##### GIVEN RECORDS #####

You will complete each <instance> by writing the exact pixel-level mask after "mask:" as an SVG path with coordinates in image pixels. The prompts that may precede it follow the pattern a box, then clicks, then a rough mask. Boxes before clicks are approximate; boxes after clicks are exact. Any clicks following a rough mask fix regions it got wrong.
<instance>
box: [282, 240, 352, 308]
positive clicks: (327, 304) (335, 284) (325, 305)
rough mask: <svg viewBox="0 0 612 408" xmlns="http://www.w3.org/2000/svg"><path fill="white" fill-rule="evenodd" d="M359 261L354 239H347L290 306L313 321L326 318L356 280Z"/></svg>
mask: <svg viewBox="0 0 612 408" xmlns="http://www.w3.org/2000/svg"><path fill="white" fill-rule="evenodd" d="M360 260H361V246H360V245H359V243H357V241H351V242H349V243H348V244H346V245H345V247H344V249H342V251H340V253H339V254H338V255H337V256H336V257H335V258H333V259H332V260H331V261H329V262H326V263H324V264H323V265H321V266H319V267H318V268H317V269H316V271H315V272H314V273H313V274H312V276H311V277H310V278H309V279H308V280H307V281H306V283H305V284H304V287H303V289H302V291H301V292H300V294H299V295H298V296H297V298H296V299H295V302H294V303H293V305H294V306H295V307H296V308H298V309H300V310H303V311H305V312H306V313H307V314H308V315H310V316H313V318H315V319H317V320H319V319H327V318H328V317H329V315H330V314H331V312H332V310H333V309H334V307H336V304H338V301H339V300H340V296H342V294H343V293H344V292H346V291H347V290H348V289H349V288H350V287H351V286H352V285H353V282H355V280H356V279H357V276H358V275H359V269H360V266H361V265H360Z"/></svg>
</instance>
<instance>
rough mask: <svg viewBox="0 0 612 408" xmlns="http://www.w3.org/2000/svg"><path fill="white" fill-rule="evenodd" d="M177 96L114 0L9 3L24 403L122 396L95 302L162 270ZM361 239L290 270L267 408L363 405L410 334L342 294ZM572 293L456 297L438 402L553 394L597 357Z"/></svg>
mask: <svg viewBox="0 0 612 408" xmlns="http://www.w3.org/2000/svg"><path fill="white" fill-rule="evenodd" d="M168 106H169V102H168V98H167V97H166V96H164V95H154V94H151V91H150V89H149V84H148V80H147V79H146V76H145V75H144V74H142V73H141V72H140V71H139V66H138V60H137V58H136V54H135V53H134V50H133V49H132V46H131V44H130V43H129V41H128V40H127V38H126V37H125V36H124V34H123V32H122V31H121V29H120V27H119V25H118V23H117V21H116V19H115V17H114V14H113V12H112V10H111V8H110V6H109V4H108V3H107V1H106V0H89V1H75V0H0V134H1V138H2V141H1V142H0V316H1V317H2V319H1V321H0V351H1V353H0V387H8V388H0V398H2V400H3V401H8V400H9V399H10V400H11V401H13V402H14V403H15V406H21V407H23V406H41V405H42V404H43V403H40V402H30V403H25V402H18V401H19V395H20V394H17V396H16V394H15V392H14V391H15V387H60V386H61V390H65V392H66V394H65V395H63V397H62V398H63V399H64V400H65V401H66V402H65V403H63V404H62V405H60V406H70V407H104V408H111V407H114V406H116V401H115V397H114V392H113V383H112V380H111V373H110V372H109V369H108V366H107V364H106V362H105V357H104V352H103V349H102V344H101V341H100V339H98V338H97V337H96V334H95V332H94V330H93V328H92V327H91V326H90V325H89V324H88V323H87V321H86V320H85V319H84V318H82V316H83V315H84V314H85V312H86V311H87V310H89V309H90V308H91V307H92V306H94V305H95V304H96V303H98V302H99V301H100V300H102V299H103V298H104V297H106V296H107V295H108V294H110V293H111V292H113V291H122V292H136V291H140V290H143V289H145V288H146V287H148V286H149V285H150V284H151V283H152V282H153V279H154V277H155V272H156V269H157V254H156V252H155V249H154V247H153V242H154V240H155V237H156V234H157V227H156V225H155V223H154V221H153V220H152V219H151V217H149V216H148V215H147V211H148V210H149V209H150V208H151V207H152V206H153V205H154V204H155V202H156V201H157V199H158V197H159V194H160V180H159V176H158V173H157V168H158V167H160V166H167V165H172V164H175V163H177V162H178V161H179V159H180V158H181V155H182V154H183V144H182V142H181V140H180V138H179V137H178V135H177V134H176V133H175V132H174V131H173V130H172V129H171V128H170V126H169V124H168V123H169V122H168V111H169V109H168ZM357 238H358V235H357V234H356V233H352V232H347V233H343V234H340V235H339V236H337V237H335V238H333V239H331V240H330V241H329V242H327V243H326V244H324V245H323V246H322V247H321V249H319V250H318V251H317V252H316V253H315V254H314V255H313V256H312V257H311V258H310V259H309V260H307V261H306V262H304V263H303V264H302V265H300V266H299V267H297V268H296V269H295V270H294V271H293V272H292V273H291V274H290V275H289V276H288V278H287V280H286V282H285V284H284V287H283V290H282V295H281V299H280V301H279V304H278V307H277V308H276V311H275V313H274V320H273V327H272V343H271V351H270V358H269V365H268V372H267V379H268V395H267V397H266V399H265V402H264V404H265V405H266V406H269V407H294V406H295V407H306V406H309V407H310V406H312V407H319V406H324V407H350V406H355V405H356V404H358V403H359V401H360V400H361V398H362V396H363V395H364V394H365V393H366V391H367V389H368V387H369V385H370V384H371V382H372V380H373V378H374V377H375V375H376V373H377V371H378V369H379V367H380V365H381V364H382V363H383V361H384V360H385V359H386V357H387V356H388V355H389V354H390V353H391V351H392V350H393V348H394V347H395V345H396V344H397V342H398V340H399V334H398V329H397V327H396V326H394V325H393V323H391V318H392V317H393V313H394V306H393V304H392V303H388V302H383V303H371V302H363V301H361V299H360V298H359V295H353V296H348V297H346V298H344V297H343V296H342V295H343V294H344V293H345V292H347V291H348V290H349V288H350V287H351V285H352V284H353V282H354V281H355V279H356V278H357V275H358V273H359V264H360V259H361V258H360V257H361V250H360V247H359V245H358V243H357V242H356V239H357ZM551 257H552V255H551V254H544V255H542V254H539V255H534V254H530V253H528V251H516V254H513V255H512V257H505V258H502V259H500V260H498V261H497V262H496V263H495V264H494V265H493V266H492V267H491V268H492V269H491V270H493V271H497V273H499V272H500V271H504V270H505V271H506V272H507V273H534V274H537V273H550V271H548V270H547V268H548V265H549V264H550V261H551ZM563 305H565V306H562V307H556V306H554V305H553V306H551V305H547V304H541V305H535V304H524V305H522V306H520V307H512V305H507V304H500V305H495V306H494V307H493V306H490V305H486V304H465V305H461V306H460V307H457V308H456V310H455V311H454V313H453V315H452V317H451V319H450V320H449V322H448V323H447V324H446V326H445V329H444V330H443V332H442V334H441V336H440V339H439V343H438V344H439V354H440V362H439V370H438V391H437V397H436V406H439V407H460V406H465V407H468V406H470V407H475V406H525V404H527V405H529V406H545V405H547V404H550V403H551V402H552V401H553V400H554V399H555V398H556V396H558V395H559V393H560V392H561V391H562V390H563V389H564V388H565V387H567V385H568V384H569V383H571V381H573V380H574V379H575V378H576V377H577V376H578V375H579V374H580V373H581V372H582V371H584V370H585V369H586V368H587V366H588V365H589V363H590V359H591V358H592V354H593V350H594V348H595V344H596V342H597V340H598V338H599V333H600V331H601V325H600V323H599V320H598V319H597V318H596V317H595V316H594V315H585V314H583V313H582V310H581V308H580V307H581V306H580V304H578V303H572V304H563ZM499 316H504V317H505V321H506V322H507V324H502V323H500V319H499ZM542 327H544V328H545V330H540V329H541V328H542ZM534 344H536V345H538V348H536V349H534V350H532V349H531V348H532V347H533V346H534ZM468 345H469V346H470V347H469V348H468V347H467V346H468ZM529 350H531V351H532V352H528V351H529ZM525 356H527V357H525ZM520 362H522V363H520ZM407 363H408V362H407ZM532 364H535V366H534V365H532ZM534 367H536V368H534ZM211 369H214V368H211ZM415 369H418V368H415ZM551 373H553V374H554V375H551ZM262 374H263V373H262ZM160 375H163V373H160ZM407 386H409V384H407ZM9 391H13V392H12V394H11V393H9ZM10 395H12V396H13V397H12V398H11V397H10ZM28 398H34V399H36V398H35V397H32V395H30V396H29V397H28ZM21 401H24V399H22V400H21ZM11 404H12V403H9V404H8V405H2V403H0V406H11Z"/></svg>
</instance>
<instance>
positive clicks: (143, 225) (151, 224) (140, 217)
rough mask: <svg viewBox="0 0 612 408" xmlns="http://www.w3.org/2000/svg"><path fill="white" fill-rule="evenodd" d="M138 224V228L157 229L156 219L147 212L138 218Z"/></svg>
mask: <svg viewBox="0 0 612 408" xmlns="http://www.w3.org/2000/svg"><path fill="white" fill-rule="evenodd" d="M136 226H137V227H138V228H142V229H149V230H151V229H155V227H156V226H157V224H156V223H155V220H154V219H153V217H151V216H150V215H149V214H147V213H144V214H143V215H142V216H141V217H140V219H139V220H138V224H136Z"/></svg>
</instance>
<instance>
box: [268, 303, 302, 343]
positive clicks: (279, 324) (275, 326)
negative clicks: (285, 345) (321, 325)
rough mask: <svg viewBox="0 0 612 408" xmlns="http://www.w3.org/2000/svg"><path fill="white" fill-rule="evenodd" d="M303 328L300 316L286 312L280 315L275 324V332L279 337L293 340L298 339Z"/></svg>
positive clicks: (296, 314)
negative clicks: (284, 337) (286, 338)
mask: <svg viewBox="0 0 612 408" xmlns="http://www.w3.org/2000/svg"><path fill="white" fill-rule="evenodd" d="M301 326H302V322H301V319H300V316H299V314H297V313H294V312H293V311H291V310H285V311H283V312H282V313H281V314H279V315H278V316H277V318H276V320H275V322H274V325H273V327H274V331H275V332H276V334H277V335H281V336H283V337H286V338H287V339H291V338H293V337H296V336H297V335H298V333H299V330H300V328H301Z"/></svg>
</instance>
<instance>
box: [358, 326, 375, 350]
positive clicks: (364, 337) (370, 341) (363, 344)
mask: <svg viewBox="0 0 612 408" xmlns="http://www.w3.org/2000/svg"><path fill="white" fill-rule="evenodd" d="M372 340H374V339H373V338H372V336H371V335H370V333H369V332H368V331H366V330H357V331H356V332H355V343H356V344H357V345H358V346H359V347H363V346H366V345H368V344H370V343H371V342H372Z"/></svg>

#####

PROBLEM: Respond with the lines above, from the one that holds "negative clicks: (284, 337) (286, 338)" to the end of the listing, each repeated exactly, and with no other material.

WRITTEN ANSWER:
negative clicks: (284, 337) (286, 338)
mask: <svg viewBox="0 0 612 408" xmlns="http://www.w3.org/2000/svg"><path fill="white" fill-rule="evenodd" d="M301 326H302V322H301V319H300V316H299V314H297V313H294V312H293V311H291V310H285V311H283V312H282V313H281V314H279V315H278V316H277V318H276V320H275V322H274V325H273V327H274V331H275V332H276V334H277V335H281V336H283V337H286V338H287V339H291V338H293V337H296V336H297V335H298V333H299V330H300V328H301Z"/></svg>
</instance>
<instance>
box: [358, 326, 375, 350]
positive clicks: (364, 337) (370, 341) (363, 344)
mask: <svg viewBox="0 0 612 408" xmlns="http://www.w3.org/2000/svg"><path fill="white" fill-rule="evenodd" d="M372 340H374V339H373V338H372V336H371V335H370V333H369V332H368V331H366V330H357V331H356V332H355V343H356V344H357V345H358V346H359V347H363V346H366V345H368V344H370V343H371V342H372Z"/></svg>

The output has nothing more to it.